- [What you will do]
**1)** In the talk on Nahum, what is the good news about in this case?
**2)** Write out the stretch of the Nahum talk from "Now the festivals" through "kingdom of God.", substituting "blockade" for "siege".

- [Supplied text]

Now the festivals had a lot of eating, a lot of
sacrifices offered. Sacrifices are food. So I mean, the festivals probably during the siege had been largely cut off.
But he says, I've got good news for you. He says, behold, on the mountains,
the feet of him who brings good tidings. This word good tidings is the same, is a word that means good news, which is the word gospel.
In the Septuagint, it's eungalion, which is the word in the New Testament
for the gospel. Now the word gospel is a generic word for good news. But of course in the New Testament, it's the good news of Christ, the good news of the kingdom of God.
In this case, the good news is of
deliverance from the Assyrian threat. Now Isaiah had said something very much like this, and Nahum could hardly have said these words without knowing that he was repeating kind of something that an earlier prophet had said. And Isaiah says it in the context of the Messiah.
In Isaiah chapter 52, beginning at
52 7, it says, how beautiful upon the mountains are the feet of him who brings good news, who proclaims peace, who brings glad tidings of good things, who proclaims salvation, who says to Zion, which is Jerusalem, your God reigns. And then he goes on, before the end of the chapter, to describe the Messiah, which goes through the end of chapter 52 and through 53. Now most of us are familiar probably with Isaiah 53, one of the most famous descriptions of the Messiah in the Old Testament.

- [Listed entries]

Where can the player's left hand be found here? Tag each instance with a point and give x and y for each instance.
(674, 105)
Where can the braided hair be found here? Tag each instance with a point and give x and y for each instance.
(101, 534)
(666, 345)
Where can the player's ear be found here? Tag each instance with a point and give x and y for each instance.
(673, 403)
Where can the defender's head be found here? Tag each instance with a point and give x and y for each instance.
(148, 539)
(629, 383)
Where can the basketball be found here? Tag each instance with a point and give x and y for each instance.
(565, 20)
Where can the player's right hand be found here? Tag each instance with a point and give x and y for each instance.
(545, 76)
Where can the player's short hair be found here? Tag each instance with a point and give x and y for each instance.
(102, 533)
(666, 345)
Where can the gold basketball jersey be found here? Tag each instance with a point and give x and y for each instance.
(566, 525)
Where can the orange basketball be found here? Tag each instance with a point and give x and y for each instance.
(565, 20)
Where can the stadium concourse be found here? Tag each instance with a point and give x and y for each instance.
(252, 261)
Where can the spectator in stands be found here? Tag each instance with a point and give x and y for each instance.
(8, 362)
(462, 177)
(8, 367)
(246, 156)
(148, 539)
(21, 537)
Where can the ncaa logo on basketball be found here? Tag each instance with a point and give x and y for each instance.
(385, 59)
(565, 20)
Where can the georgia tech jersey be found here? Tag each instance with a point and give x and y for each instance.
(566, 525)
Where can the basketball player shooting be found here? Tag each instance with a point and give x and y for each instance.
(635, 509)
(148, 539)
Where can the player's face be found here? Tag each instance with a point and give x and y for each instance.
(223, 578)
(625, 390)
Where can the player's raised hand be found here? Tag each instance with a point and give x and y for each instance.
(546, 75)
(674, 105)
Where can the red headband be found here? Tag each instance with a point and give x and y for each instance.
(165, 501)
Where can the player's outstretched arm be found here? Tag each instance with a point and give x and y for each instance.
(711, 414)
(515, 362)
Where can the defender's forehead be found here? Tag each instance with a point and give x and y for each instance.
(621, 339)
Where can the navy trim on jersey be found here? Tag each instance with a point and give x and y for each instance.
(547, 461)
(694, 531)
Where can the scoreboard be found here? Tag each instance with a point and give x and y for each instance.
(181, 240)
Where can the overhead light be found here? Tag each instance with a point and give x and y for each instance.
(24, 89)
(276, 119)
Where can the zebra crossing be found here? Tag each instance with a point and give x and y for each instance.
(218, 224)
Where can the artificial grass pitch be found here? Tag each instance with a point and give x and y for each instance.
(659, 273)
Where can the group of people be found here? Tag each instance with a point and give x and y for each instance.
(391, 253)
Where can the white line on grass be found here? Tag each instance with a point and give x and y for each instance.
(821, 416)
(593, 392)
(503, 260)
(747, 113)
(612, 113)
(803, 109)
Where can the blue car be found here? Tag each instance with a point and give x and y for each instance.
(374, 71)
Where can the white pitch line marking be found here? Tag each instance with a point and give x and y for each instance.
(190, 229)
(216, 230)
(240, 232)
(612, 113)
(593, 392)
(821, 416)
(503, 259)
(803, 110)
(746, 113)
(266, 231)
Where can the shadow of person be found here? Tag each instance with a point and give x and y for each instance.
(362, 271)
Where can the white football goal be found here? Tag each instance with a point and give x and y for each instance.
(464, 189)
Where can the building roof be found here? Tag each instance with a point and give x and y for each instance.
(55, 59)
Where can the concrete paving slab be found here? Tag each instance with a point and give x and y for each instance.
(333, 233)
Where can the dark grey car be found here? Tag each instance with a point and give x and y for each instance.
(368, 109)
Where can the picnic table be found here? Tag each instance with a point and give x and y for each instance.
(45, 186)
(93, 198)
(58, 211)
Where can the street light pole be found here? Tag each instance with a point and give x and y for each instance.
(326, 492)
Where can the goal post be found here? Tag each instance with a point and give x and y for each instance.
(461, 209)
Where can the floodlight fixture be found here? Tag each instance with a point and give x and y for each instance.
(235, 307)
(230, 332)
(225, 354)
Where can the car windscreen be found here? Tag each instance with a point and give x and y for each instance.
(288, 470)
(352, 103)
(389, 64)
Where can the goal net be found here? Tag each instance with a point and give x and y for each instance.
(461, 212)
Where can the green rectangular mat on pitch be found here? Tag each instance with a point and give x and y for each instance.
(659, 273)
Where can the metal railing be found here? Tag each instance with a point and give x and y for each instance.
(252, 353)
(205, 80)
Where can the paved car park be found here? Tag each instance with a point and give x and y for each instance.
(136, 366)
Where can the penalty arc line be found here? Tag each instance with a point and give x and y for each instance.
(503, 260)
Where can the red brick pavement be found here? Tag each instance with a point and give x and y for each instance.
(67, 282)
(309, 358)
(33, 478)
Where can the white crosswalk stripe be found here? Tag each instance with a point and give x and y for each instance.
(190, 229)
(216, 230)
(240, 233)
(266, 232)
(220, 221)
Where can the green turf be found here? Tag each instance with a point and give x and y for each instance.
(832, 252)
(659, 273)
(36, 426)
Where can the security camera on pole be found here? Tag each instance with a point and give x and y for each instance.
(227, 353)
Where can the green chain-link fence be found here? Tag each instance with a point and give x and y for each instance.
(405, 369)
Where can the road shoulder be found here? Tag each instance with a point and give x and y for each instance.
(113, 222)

- [Answers for the tasks]
**1)** Deliverance from the Assyrian threat.

**2)**
Now the festivals had a lot of eating, a lot of
sacrifices offered. Sacrifices are food. So I mean, the festivals probably during the blockade had been largely cut off.
But he says, I've got good news for you. He says, behold, on the mountains,
the feet of him who brings good tidings. This word good tidings is the same, is a word that means good news, which is the word gospel.
In the Septuagint, it's eungalion, which is the word in the New Testament
for the gospel. Now the word gospel is a generic word for good news. But of course in the New Testament, it's the good news of Christ, the good news of the kingdom of God.